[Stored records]
+---+

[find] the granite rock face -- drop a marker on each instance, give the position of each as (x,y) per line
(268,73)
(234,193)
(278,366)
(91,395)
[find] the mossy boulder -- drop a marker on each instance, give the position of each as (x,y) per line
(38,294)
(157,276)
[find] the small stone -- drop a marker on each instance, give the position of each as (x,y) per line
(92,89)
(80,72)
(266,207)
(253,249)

+---+

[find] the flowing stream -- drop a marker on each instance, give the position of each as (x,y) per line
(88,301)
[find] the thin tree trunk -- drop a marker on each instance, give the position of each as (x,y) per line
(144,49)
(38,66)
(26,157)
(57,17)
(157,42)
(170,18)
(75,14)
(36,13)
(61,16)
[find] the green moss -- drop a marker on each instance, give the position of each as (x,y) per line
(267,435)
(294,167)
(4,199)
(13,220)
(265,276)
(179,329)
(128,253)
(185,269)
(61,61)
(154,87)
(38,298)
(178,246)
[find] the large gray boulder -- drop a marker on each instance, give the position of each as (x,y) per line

+---+

Nothing should appear in the answer except the lines above from the line with "[find] the green" through the line with "[find] the large", both included, written out exactly.

**RESPONSE**:
[find] the green moss -- drop a marker on each instance, give the position of each as (x,y) per line
(267,435)
(294,167)
(4,199)
(13,220)
(265,276)
(179,329)
(128,253)
(185,269)
(61,61)
(154,87)
(38,298)
(178,246)
[find] the large gray boulder -- drop a marker on each instance, give the position of each as (x,y) per line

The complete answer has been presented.